**BLOC DE TEXTE:**
______

WERTH, Léon (1878-1955), journaliste, critique d’art et romancier engagé. Il a collaboré au Gil Blas, à Paris-Journal et aux Cahiers d’aujourd’hui. Ami et admirateur de Mirbeau, il a rédigé, sur ses directives, les derniers chapitres de Dingo (1913). La même année, La Maison blanche, roman autobiographique préfacé et promu par Mirbeau, est à deux doigts d’obtenir le prix Goncourt. Il est mobilisé et blessé pendant la première guerre mondiale. Il  publie ensuite des ouvrages rigoureusement antimilitaristes et anticolonialistes (voir Cochinchine, 1925). Soucieux de préserver son indépendance, il s’est opposé, non seulement au fascisme, mais aussi au stalinisme. Parmi ses œuvres, citons Clavel soldat et Clavel chez les majors (1919), remarquables et mirbelliennes démystification de la guerre, de la mentalité du troufion moyen et des médecins militaires,  Le Monde et la ville (1922), ainsi qu’une étude sur Pierre Bonnard (1923). On a publié en 1992 son Journal de guerre. Saint-Exupéry lui a dédié Le Petit prince.

            Léon Werth apparaît, non comme un disciple de Mirbeau – ce mot leur eût certainement fait horreur à tous deux –, mais comme son héritier, son successeur, voire son fils spirituel. Comme son aîné, il est un intellectuel libertaire, engagé avec fougue et véhémence dans les affaires de la cité, mais tout aussi politiquement incorrect, parce qu’il a toujours soigneusement préservé son esprit critique et sa liberté de parole, au risque de s’attirer bien des rancunes, jusque dans son propre camp. Comme Mirbeau, il est un réfractaire, un insoumis, anticlérical, antireligieux, antimilitariste, antipatriote, anti-parlementaire, anti-bourgeois, anticolonialiste, anti-collectiviste, qui jette sur les choses un regard décapant. Lui aussi est un pessimiste endurci qui ne se fait aucune illusion sur les hommes, mais n’en a pas moins continué de lutter pour ses valeurs, dans le vague espoir de changer les mentalités et d’améliorer une organisation sociale aberrante. Seule nuance : Werth était plus misanthrope et quelque peu sceptique face à ce qu’il appelle « l’évangélisme anarchisant » de Mirbeau.

______

**DONNÉES FOURNIES:**
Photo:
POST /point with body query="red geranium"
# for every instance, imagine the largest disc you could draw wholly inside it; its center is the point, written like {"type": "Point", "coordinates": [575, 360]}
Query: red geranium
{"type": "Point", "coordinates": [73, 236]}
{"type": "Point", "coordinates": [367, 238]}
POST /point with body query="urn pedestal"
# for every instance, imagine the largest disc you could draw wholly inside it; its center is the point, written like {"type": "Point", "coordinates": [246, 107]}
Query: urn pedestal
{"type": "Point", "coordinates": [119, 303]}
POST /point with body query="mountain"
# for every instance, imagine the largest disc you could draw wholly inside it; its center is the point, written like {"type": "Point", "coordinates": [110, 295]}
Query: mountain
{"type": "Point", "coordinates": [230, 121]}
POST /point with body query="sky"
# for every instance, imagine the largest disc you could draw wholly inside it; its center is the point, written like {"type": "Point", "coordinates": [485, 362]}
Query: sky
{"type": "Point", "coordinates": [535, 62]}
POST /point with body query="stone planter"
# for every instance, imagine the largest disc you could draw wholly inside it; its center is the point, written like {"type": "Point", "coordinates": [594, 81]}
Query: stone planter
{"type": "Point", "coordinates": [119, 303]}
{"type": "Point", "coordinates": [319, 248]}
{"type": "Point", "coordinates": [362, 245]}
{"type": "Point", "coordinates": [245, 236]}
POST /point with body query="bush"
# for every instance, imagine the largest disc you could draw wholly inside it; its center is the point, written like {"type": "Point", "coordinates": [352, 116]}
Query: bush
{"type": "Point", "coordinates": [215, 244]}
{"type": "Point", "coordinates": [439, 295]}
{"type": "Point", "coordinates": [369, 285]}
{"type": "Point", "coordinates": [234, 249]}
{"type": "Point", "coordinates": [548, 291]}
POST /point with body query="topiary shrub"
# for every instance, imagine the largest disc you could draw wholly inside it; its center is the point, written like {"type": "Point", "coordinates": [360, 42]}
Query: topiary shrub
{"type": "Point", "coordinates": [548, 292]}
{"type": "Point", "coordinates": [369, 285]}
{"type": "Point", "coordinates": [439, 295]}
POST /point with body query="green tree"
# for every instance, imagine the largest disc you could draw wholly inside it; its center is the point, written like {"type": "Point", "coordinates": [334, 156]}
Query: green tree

______

**OBJECTIF DE L'EXERCICE:**
D'après la notice sur Léon Werth, quelle partie de Dingo a-t-il rédigée, et sur les directives de qui ?

**VOTRE SOLUTION:**
Il a rédigé les derniers chapitres de Dingo, sur les directives de Mirbeau.